_Work instructions_
Render the data from the line with "white baseboard, placed" through the line with "[(488, 219)]", both included, as a Markdown table with the columns Row and Line, giving each non-blank line a row number. Leave the pictures out of your answer.

_Dataset excerpts_
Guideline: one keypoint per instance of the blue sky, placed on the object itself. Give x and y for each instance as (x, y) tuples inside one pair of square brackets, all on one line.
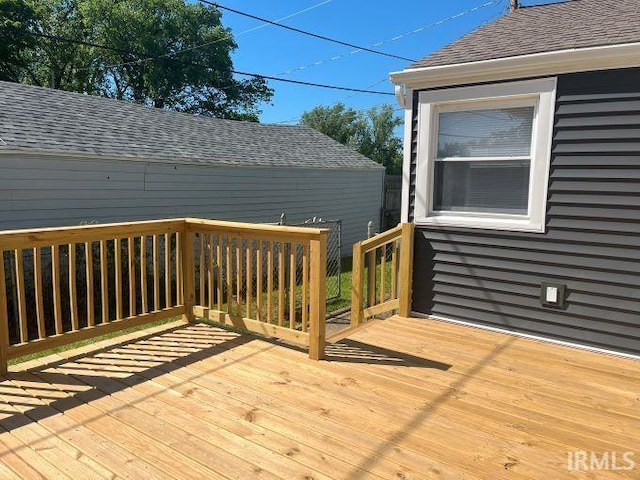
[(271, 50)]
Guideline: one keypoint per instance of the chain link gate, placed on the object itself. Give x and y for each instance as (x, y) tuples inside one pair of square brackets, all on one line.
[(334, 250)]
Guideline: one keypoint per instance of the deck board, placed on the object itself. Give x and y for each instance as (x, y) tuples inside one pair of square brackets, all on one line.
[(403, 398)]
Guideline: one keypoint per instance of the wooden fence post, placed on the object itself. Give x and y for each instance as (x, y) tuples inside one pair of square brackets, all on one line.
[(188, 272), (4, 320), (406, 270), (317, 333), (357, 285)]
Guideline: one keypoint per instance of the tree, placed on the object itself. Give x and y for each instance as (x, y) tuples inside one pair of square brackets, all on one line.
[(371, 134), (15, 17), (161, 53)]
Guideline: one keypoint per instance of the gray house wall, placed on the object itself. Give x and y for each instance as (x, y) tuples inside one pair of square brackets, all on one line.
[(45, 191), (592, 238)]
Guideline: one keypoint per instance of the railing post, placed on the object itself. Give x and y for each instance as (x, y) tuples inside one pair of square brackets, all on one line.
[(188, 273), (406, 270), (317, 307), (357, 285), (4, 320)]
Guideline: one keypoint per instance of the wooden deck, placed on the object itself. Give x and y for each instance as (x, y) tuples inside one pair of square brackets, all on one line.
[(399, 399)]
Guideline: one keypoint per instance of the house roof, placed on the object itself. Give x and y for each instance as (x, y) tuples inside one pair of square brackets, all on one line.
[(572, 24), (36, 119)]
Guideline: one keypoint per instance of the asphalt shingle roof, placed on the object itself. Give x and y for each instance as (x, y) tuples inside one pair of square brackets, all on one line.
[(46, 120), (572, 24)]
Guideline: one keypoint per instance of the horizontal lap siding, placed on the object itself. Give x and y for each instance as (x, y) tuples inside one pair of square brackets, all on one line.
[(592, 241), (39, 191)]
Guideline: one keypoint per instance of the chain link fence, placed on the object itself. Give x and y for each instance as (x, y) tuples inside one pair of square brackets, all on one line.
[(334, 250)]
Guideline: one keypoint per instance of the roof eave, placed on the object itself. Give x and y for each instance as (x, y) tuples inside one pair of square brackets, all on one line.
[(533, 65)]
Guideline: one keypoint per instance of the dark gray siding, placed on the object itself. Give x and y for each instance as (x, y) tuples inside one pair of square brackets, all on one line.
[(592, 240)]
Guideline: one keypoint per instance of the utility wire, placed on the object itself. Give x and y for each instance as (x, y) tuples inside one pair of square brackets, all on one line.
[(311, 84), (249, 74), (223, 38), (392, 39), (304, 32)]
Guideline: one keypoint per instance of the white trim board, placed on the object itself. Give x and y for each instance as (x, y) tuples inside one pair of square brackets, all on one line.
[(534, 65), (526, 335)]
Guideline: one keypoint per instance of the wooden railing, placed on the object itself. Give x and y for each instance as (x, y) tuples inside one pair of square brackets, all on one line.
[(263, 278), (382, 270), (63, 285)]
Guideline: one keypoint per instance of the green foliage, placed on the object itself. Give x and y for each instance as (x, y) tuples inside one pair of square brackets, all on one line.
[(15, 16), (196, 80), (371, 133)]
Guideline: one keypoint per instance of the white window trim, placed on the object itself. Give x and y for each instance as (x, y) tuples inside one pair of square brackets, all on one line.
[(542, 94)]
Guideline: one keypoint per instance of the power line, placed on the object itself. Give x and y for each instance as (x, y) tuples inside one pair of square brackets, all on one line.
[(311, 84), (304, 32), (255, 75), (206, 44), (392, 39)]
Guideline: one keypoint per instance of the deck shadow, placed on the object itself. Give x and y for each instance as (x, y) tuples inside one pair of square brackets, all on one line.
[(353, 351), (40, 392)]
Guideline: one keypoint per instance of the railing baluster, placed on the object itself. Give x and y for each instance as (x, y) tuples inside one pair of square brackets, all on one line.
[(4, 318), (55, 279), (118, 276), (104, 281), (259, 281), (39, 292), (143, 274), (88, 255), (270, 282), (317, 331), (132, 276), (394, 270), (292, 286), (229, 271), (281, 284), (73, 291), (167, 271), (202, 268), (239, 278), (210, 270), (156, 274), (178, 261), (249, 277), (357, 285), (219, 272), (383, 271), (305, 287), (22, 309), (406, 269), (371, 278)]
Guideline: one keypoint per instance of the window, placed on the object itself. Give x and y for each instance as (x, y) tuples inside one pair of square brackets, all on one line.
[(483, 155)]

==

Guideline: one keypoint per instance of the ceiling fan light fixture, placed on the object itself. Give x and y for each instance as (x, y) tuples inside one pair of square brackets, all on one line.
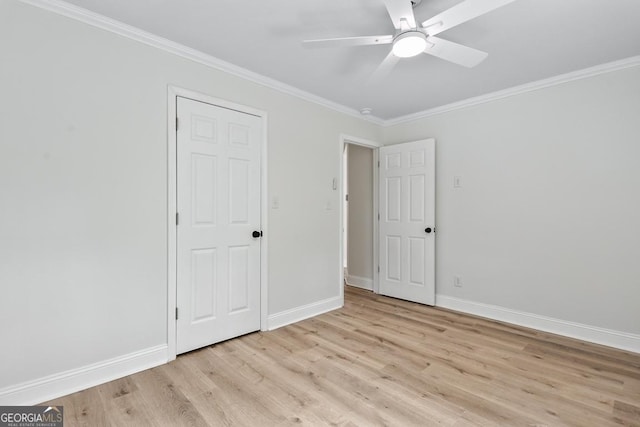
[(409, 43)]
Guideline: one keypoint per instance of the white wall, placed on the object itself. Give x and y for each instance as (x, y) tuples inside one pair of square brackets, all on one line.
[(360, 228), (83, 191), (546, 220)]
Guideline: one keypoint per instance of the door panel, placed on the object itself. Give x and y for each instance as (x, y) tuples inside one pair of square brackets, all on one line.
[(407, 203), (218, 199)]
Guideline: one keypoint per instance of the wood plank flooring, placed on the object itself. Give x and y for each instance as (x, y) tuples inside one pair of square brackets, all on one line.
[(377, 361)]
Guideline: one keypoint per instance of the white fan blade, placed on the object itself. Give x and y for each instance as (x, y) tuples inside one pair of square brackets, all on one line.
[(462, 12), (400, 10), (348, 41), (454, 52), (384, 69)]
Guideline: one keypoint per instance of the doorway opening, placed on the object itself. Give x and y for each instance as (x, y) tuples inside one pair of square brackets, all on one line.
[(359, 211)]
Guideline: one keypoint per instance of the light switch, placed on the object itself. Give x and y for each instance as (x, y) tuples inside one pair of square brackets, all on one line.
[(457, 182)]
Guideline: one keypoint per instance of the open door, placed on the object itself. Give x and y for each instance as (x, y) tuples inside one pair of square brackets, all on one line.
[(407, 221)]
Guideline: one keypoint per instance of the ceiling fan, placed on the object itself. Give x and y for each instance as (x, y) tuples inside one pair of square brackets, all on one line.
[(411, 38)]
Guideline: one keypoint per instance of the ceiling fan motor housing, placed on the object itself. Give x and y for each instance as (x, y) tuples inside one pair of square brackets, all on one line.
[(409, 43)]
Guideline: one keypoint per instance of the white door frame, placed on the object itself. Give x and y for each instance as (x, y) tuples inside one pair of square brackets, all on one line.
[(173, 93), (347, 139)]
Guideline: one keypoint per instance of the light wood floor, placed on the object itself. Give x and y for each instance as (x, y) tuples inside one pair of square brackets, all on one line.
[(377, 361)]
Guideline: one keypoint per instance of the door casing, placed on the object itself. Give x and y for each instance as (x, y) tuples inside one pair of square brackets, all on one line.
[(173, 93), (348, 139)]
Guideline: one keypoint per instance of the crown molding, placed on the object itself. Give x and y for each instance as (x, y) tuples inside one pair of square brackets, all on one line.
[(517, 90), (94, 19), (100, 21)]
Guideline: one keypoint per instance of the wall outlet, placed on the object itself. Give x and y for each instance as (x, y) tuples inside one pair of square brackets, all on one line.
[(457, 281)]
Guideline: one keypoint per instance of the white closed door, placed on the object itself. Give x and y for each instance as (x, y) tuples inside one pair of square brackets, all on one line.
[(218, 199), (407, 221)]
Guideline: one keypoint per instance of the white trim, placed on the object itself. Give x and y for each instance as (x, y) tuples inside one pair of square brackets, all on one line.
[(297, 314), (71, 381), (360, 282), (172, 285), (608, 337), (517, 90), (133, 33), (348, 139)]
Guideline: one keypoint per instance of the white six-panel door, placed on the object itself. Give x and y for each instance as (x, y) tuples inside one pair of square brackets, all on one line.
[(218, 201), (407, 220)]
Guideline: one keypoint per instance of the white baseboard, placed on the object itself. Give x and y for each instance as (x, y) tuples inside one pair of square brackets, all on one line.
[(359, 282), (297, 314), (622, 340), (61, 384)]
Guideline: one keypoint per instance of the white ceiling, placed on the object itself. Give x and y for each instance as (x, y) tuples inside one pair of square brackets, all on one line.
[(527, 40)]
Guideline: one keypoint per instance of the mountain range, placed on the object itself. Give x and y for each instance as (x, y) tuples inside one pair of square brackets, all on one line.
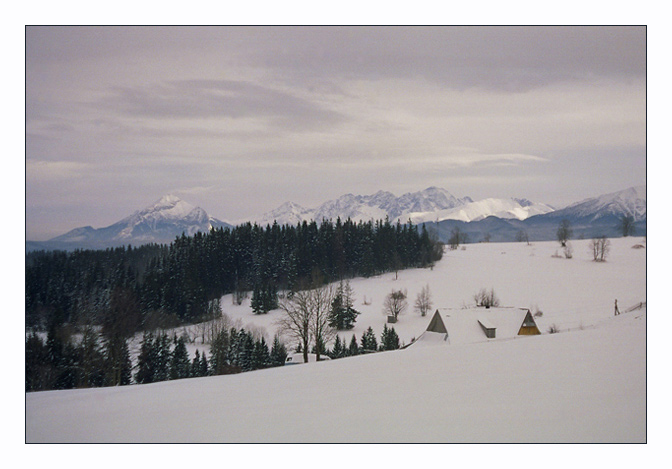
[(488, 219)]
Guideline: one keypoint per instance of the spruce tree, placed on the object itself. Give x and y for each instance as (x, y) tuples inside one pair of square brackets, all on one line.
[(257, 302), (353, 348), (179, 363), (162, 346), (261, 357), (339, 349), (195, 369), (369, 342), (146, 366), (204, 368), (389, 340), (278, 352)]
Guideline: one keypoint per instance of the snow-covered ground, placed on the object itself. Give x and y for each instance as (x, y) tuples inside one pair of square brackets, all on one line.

_Finished answer_
| Row | Line |
|---|---|
| 1 | Guideline: one keypoint per instance of the white baseboard, placed on the object itself. Give x and y for each instance as (x, y) tuples inside one pair of square brackets, all on one line. |
| 2 | [(359, 282), (297, 314), (622, 340), (61, 384)] |
| 3 | Guideline: one keypoint per instance of the white ceiling, placed on the object itself. Give x and y for each instance as (x, y) tuples inside one pair of square brackets, all on one line. |
| 4 | [(527, 40)] |
| 5 | Guideline: one keypoint per instance of the mountain range, placed on the object itself. Give x and y for each instance as (x, y) tuples inside one pair of square brackets, all on one line. |
| 6 | [(488, 219)] |